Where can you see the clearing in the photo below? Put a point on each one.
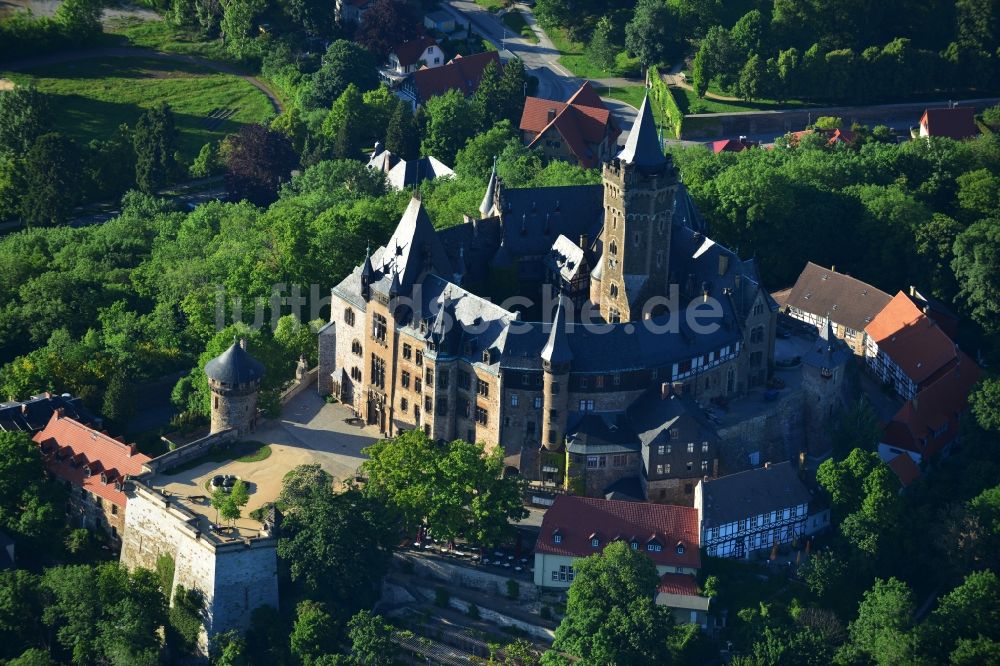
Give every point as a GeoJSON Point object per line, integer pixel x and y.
{"type": "Point", "coordinates": [96, 95]}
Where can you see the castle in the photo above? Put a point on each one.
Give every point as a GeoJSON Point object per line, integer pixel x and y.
{"type": "Point", "coordinates": [550, 314]}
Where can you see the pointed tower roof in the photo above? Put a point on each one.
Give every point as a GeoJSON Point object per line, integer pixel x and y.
{"type": "Point", "coordinates": [487, 205]}
{"type": "Point", "coordinates": [234, 366]}
{"type": "Point", "coordinates": [556, 350]}
{"type": "Point", "coordinates": [643, 145]}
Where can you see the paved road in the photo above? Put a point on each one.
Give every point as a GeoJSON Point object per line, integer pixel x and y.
{"type": "Point", "coordinates": [129, 52]}
{"type": "Point", "coordinates": [542, 59]}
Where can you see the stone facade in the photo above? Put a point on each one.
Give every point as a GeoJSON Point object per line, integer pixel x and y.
{"type": "Point", "coordinates": [235, 575]}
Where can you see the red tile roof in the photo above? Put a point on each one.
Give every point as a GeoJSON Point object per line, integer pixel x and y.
{"type": "Point", "coordinates": [459, 73]}
{"type": "Point", "coordinates": [71, 450]}
{"type": "Point", "coordinates": [904, 468]}
{"type": "Point", "coordinates": [911, 339]}
{"type": "Point", "coordinates": [678, 584]}
{"type": "Point", "coordinates": [935, 409]}
{"type": "Point", "coordinates": [581, 121]}
{"type": "Point", "coordinates": [408, 53]}
{"type": "Point", "coordinates": [578, 520]}
{"type": "Point", "coordinates": [956, 123]}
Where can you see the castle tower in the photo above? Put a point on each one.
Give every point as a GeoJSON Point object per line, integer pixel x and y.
{"type": "Point", "coordinates": [823, 378]}
{"type": "Point", "coordinates": [234, 379]}
{"type": "Point", "coordinates": [556, 360]}
{"type": "Point", "coordinates": [640, 186]}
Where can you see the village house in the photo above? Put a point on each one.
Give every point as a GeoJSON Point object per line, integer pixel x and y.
{"type": "Point", "coordinates": [579, 131]}
{"type": "Point", "coordinates": [415, 54]}
{"type": "Point", "coordinates": [94, 467]}
{"type": "Point", "coordinates": [850, 304]}
{"type": "Point", "coordinates": [957, 122]}
{"type": "Point", "coordinates": [577, 527]}
{"type": "Point", "coordinates": [756, 510]}
{"type": "Point", "coordinates": [906, 349]}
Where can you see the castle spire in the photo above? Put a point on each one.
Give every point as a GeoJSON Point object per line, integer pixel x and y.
{"type": "Point", "coordinates": [488, 199]}
{"type": "Point", "coordinates": [643, 145]}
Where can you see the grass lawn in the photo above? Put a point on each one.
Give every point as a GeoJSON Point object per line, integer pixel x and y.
{"type": "Point", "coordinates": [515, 22]}
{"type": "Point", "coordinates": [161, 36]}
{"type": "Point", "coordinates": [248, 451]}
{"type": "Point", "coordinates": [574, 57]}
{"type": "Point", "coordinates": [96, 96]}
{"type": "Point", "coordinates": [689, 103]}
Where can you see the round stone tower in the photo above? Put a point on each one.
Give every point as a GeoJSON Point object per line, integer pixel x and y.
{"type": "Point", "coordinates": [234, 379]}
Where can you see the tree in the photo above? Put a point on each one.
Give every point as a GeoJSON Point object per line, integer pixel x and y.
{"type": "Point", "coordinates": [371, 639]}
{"type": "Point", "coordinates": [80, 19]}
{"type": "Point", "coordinates": [51, 180]}
{"type": "Point", "coordinates": [611, 617]}
{"type": "Point", "coordinates": [24, 116]}
{"type": "Point", "coordinates": [154, 140]}
{"type": "Point", "coordinates": [651, 33]}
{"type": "Point", "coordinates": [385, 25]}
{"type": "Point", "coordinates": [258, 161]}
{"type": "Point", "coordinates": [314, 633]}
{"type": "Point", "coordinates": [977, 268]}
{"type": "Point", "coordinates": [343, 63]}
{"type": "Point", "coordinates": [401, 136]}
{"type": "Point", "coordinates": [453, 121]}
{"type": "Point", "coordinates": [882, 630]}
{"type": "Point", "coordinates": [455, 487]}
{"type": "Point", "coordinates": [601, 51]}
{"type": "Point", "coordinates": [326, 534]}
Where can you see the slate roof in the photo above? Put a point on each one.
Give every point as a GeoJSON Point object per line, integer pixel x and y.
{"type": "Point", "coordinates": [33, 414]}
{"type": "Point", "coordinates": [956, 123]}
{"type": "Point", "coordinates": [459, 73]}
{"type": "Point", "coordinates": [234, 366]}
{"type": "Point", "coordinates": [408, 53]}
{"type": "Point", "coordinates": [848, 301]}
{"type": "Point", "coordinates": [936, 408]}
{"type": "Point", "coordinates": [911, 339]}
{"type": "Point", "coordinates": [81, 455]}
{"type": "Point", "coordinates": [582, 121]}
{"type": "Point", "coordinates": [642, 148]}
{"type": "Point", "coordinates": [577, 520]}
{"type": "Point", "coordinates": [750, 493]}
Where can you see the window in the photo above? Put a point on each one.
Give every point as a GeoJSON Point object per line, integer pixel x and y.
{"type": "Point", "coordinates": [379, 327]}
{"type": "Point", "coordinates": [378, 371]}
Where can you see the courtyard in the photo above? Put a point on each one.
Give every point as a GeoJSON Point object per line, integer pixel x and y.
{"type": "Point", "coordinates": [309, 431]}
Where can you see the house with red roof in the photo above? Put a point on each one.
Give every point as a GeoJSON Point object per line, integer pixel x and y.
{"type": "Point", "coordinates": [415, 54]}
{"type": "Point", "coordinates": [928, 423]}
{"type": "Point", "coordinates": [577, 527]}
{"type": "Point", "coordinates": [459, 73]}
{"type": "Point", "coordinates": [94, 466]}
{"type": "Point", "coordinates": [907, 349]}
{"type": "Point", "coordinates": [957, 122]}
{"type": "Point", "coordinates": [579, 131]}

### [Work required]
Search the entries above for the string "tower". Copy each line in which it appears.

### [Output for this task]
Where can you see the pointed tower roof in the photo above? Put a point on each one.
Where can you see the castle tower in the photo above? Put a point on each one.
Where can you see the round stone tower in the photo above? Put a point on each one.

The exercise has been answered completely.